TASK DETAILS:
All lines from the one containing "Place one keypoint on each instance of the grass growing" through the final line of the listing below are to be retyped exactly; nothing else goes in the result.

★ ★ ★ ★ ★ ★ ★

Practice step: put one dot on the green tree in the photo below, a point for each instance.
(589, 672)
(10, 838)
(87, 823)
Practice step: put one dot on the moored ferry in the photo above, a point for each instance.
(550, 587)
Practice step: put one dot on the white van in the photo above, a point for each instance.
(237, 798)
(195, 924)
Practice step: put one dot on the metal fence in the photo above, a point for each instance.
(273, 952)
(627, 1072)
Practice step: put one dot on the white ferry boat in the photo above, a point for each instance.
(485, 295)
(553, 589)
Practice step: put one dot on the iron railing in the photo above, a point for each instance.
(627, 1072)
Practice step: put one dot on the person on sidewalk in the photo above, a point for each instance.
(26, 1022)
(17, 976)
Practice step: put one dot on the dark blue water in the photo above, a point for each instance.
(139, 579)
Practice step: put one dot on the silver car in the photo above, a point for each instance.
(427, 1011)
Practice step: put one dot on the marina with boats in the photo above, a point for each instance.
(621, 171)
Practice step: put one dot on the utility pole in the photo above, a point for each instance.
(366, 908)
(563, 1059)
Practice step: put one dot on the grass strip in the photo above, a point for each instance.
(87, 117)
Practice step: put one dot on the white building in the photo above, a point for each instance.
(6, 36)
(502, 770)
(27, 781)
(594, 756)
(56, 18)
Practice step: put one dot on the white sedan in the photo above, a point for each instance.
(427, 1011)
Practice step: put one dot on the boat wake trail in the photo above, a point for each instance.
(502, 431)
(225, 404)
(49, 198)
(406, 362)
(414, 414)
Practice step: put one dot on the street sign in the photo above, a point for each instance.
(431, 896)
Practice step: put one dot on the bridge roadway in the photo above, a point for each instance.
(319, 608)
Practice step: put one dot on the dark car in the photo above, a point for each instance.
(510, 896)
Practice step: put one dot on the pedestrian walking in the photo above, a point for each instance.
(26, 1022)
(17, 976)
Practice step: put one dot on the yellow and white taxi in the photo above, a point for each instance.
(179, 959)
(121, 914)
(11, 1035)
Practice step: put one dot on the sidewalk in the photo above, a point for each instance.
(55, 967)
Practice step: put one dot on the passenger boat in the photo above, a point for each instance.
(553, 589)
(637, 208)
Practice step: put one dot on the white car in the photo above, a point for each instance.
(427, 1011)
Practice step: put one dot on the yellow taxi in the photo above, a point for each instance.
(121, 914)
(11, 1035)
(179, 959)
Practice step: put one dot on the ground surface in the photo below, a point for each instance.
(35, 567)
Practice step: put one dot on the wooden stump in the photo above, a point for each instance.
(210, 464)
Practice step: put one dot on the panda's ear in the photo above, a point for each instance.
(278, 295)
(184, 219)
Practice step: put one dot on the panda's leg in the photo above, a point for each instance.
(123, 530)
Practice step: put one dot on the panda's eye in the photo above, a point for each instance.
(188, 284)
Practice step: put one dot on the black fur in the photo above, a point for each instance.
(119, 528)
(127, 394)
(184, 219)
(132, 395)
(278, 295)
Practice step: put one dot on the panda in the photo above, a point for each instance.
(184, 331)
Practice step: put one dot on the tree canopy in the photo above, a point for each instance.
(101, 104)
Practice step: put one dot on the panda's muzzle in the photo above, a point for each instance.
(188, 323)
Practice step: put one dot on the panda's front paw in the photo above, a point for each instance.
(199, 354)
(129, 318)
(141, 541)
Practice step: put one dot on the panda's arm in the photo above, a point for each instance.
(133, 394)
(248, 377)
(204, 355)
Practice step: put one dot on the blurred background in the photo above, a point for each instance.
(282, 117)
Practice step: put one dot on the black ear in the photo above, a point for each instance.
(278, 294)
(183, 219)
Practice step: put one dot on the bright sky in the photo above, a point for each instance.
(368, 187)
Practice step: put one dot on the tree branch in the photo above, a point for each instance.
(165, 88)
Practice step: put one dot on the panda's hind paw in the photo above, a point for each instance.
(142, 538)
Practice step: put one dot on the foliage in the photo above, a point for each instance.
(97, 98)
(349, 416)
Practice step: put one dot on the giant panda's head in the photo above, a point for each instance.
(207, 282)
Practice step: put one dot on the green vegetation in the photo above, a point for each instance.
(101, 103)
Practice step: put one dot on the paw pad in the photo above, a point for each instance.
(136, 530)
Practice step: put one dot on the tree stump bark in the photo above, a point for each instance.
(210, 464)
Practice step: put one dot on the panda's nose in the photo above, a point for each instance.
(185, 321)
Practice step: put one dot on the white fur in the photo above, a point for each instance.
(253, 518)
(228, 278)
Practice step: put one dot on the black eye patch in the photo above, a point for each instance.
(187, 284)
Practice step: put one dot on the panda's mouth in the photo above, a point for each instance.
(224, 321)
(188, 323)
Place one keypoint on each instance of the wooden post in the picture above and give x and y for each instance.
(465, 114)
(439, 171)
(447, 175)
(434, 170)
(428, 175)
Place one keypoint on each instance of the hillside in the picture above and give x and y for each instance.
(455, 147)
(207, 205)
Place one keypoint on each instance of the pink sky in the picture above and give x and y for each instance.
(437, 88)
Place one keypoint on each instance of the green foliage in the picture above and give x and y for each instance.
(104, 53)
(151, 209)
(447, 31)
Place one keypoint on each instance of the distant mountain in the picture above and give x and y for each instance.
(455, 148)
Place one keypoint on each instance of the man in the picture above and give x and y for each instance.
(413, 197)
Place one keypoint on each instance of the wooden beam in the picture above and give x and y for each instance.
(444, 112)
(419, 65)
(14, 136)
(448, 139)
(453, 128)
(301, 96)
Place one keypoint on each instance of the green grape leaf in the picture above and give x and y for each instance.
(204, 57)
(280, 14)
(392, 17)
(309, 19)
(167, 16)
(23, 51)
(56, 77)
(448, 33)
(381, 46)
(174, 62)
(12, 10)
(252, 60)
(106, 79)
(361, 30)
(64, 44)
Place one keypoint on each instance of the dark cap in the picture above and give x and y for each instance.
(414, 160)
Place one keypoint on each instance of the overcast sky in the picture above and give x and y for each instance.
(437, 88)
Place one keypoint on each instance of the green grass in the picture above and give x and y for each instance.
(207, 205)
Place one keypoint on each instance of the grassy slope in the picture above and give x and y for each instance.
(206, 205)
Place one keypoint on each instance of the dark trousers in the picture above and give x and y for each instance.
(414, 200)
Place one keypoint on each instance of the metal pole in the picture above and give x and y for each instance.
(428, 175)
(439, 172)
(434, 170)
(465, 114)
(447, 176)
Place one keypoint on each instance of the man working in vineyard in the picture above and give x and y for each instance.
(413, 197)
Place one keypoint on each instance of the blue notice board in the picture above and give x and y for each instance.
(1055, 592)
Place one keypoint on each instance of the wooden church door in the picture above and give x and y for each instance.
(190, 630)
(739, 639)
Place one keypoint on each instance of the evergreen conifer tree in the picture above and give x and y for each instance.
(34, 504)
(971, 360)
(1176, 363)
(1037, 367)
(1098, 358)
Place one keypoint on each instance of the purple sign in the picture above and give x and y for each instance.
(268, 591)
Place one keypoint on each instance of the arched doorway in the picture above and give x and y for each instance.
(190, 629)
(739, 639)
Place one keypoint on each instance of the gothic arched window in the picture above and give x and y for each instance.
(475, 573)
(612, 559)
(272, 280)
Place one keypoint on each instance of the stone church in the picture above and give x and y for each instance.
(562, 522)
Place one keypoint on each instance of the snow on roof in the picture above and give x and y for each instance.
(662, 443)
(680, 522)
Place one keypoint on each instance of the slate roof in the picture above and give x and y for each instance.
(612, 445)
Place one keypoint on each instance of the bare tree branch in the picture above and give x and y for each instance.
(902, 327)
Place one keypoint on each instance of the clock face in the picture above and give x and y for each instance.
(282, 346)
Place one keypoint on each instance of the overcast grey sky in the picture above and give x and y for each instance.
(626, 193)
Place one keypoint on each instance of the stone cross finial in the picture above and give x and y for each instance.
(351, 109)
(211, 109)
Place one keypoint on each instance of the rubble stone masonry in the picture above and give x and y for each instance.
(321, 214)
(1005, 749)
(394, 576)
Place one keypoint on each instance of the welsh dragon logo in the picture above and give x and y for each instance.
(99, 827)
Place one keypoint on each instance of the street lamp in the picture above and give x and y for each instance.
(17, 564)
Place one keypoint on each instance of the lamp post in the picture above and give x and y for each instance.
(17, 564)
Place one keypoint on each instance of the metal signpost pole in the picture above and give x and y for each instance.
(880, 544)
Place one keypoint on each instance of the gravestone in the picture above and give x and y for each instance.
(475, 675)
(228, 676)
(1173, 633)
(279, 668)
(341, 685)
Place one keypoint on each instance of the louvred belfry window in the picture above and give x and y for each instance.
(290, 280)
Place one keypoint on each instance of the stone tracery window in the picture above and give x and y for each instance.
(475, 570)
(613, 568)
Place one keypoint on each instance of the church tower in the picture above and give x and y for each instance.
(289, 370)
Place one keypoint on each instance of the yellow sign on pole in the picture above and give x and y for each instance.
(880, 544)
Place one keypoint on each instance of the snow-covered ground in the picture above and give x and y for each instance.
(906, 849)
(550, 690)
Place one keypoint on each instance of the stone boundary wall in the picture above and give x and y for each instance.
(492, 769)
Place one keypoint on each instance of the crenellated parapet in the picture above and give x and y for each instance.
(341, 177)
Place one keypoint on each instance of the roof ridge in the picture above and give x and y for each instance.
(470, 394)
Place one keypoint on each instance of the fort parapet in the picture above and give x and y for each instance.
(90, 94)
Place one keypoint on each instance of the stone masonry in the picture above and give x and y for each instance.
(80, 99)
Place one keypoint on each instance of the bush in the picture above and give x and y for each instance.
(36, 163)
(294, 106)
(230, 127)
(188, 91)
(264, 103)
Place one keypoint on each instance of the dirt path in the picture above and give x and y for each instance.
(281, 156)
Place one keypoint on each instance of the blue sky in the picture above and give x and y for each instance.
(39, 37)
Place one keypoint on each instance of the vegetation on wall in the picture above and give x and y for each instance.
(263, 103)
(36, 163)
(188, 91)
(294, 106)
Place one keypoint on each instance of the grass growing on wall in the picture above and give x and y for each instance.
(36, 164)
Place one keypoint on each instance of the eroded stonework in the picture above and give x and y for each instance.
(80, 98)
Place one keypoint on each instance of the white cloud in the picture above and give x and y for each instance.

★ ★ ★ ★ ★ ★ ★

OUTPUT:
Place one keypoint on each instance of the grass growing on wall in the picture above and give x and y for each instance.
(36, 164)
Place one keypoint on each instance of the eroded stonework in the picture above and give x and y for each instance.
(80, 98)
Place one keypoint on each instance of the white cloud in the picture above and give x and y for each instance.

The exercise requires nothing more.